• _JOB_: Gather every line from the items below that contains the word "building".

• _SUPPLIED RECORDS_:
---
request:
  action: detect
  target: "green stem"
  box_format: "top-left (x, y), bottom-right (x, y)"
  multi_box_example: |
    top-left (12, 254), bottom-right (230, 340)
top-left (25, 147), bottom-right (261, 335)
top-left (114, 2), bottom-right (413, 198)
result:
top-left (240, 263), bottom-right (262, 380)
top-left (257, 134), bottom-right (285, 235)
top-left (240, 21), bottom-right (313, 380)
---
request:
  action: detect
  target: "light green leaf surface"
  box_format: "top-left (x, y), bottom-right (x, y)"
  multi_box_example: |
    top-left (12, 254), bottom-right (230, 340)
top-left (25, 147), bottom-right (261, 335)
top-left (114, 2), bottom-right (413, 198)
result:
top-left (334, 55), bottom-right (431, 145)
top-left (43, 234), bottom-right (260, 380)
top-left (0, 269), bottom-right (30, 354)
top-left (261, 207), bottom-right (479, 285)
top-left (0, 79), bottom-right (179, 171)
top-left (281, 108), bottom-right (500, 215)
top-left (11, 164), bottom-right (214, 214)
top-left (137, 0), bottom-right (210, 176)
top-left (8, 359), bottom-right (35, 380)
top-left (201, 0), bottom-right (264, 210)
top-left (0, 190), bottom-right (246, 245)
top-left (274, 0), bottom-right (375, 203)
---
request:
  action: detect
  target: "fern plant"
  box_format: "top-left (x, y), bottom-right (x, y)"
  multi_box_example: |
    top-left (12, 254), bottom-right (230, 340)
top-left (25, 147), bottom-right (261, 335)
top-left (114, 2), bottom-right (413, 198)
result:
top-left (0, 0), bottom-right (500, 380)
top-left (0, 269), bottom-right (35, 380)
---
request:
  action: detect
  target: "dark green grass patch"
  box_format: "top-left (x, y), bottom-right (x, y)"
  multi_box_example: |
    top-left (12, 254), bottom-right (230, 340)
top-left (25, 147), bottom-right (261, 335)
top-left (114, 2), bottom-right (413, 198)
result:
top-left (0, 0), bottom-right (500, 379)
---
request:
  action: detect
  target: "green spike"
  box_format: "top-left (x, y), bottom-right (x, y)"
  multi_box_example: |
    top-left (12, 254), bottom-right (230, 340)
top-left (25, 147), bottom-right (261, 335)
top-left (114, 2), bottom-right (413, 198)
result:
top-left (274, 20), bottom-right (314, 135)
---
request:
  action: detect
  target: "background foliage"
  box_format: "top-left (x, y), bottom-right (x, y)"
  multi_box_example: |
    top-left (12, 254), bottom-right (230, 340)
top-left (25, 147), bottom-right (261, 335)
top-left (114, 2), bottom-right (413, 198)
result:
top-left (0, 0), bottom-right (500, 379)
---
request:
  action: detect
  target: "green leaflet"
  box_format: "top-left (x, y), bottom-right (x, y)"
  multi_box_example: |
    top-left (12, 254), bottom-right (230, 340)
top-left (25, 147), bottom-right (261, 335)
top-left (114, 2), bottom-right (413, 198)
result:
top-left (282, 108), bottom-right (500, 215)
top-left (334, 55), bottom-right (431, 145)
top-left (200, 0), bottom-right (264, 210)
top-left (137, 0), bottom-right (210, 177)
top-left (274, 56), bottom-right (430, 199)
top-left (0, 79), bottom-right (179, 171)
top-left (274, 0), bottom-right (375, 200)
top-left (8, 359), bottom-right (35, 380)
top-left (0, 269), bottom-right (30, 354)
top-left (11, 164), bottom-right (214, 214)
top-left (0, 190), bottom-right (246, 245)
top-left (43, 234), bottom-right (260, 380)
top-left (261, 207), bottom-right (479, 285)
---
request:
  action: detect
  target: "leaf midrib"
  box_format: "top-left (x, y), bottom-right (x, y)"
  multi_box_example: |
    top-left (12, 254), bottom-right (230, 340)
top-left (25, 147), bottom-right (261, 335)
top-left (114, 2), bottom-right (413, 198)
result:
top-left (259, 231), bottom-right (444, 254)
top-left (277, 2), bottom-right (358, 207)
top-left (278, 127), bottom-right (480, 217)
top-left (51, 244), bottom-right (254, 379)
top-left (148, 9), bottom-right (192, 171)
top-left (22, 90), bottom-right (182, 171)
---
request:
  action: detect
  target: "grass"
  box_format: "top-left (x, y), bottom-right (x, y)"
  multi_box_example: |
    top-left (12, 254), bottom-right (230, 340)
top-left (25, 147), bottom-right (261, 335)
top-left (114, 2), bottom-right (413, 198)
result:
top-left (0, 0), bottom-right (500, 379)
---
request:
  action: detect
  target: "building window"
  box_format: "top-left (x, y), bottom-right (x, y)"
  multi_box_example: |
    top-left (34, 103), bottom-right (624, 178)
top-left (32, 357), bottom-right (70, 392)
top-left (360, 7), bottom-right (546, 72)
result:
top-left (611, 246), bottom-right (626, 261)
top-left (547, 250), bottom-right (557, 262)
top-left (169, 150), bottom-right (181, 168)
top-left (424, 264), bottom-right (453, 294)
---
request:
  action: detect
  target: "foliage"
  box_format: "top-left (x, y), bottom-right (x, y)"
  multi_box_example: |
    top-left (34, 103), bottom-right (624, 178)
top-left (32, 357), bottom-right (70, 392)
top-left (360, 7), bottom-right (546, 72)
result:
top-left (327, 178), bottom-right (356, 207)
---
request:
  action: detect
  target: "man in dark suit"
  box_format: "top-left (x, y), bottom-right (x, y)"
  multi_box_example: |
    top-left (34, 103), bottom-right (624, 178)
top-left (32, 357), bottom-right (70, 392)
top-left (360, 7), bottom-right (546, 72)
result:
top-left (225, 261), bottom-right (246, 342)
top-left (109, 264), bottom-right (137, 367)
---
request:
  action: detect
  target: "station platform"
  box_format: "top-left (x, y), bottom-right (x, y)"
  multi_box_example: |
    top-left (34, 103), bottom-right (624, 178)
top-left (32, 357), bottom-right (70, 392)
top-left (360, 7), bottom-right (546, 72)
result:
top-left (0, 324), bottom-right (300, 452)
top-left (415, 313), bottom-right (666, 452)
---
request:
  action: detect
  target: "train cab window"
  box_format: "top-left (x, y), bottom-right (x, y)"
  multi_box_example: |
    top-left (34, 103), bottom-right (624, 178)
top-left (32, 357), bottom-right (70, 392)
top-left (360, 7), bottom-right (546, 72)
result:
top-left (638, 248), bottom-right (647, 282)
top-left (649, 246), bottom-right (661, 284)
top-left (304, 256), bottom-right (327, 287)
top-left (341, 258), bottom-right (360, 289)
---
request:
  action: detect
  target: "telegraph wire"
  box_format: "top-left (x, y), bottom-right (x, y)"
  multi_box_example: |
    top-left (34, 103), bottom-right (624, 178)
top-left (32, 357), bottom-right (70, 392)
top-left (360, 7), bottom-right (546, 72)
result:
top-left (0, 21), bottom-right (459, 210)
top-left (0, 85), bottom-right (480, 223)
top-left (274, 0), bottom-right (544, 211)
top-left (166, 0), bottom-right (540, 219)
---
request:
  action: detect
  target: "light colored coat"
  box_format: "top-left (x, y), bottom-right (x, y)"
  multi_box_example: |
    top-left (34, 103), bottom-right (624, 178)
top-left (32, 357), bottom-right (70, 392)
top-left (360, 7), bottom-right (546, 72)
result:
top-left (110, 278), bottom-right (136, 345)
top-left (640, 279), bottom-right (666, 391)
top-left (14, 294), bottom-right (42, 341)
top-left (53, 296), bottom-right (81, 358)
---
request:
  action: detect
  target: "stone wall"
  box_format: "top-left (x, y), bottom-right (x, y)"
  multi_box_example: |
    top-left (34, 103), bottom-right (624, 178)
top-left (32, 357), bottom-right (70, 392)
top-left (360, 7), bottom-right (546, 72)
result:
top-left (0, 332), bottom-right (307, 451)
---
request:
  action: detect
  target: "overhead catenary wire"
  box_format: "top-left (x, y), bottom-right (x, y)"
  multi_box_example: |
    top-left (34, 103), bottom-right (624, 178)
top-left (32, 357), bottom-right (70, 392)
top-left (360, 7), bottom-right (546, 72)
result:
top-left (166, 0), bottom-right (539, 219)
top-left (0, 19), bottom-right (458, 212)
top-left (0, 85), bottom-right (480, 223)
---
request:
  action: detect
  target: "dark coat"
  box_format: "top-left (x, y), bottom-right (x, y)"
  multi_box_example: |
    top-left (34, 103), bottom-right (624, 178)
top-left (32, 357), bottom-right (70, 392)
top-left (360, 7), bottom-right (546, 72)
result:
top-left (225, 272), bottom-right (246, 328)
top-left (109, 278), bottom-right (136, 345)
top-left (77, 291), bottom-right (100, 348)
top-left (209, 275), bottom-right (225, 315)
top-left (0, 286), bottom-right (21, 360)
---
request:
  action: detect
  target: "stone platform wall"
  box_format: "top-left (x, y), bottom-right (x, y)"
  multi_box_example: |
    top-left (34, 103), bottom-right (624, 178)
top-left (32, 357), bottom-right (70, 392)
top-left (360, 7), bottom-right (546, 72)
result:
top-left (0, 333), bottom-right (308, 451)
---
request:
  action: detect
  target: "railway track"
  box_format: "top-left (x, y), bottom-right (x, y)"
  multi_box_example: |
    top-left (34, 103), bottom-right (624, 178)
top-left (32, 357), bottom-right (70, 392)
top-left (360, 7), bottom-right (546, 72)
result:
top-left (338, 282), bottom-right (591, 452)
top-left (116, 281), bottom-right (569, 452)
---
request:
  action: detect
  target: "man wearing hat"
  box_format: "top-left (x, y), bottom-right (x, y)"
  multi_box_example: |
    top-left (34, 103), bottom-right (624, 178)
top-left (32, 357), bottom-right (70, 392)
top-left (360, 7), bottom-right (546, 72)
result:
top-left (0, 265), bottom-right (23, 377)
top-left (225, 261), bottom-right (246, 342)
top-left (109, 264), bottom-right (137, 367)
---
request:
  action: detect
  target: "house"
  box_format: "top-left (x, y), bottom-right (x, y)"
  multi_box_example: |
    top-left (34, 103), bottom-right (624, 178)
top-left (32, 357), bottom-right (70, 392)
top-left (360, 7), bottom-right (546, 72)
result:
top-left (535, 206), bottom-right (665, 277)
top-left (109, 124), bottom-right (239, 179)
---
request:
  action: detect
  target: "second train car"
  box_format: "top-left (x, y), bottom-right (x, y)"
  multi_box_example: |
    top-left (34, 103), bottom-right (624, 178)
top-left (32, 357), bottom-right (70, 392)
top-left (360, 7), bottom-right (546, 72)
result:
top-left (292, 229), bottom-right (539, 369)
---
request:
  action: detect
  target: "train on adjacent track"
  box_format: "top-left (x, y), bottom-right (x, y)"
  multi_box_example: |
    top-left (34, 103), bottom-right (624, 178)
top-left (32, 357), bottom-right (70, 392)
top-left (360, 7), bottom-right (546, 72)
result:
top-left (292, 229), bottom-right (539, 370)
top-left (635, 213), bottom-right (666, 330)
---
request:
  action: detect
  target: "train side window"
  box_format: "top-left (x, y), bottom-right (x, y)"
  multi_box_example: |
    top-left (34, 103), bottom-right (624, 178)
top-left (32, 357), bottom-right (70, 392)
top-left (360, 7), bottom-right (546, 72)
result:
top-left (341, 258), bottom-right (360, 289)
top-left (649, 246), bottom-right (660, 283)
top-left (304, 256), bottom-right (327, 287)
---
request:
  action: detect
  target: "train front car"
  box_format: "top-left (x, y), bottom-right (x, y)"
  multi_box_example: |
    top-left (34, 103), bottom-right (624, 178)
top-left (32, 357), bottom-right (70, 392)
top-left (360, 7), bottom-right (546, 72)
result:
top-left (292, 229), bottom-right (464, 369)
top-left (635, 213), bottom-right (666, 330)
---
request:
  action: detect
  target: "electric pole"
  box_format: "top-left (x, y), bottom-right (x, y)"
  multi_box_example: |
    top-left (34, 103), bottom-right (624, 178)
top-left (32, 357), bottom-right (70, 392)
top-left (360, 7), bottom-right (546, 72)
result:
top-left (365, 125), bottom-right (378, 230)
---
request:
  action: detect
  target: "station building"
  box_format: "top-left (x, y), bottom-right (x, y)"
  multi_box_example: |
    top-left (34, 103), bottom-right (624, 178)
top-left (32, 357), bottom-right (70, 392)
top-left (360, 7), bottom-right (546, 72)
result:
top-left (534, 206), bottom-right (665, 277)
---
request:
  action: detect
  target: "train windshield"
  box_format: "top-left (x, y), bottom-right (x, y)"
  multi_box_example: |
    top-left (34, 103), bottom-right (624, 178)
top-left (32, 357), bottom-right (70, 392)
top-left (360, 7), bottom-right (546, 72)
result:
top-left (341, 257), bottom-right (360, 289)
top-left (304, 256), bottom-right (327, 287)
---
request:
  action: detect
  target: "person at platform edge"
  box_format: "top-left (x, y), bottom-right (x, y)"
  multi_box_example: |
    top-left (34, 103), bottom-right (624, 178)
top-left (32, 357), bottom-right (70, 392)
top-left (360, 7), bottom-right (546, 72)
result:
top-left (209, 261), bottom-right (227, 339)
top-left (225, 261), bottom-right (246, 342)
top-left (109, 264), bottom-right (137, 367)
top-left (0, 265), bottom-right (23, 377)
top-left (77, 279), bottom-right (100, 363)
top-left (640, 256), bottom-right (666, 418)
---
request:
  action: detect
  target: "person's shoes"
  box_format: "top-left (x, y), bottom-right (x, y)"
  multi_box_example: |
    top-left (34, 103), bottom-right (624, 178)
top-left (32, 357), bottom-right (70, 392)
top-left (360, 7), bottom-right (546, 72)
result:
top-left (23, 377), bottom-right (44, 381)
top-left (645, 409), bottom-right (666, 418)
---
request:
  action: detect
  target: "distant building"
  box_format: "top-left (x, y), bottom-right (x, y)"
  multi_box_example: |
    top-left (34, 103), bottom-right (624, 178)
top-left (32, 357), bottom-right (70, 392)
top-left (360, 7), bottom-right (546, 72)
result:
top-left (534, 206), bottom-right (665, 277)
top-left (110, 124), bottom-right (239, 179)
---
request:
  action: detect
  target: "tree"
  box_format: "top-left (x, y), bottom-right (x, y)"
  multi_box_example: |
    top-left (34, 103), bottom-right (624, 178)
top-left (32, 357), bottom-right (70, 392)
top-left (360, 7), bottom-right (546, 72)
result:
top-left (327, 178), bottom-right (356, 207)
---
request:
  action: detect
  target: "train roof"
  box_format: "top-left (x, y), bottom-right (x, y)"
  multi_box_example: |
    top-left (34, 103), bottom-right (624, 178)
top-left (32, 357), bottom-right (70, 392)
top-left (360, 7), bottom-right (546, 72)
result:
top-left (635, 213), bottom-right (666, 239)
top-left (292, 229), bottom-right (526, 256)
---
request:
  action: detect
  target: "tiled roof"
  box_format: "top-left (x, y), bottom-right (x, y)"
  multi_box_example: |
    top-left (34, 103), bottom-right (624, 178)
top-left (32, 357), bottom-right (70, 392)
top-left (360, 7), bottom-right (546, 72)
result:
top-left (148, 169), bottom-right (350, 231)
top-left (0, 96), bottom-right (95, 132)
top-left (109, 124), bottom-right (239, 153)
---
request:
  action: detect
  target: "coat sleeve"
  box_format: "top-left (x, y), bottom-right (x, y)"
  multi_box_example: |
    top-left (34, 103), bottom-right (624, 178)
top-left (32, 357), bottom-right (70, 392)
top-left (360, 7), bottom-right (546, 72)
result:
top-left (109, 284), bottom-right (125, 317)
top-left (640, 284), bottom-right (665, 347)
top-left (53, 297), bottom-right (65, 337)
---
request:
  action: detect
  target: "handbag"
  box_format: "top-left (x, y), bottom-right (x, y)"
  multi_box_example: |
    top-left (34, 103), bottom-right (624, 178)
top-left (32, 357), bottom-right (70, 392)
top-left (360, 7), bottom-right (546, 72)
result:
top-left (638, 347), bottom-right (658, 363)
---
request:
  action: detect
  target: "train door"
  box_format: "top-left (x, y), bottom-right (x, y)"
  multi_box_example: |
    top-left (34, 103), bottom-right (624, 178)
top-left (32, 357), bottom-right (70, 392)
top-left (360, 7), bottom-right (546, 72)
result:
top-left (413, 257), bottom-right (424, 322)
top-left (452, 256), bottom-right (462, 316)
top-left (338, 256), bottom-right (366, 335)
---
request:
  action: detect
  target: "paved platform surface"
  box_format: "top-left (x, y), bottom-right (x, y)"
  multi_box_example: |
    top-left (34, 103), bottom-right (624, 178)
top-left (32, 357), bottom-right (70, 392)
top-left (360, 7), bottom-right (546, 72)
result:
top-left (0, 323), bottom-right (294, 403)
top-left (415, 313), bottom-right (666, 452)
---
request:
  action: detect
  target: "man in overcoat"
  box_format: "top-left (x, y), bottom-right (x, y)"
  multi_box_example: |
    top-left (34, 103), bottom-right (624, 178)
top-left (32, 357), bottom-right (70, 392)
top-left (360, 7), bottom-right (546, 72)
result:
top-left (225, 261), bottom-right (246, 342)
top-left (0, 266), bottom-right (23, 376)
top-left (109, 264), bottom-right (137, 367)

• _FINAL RESULT_:
  target: "building window"
  target: "station building"
  target: "distant building"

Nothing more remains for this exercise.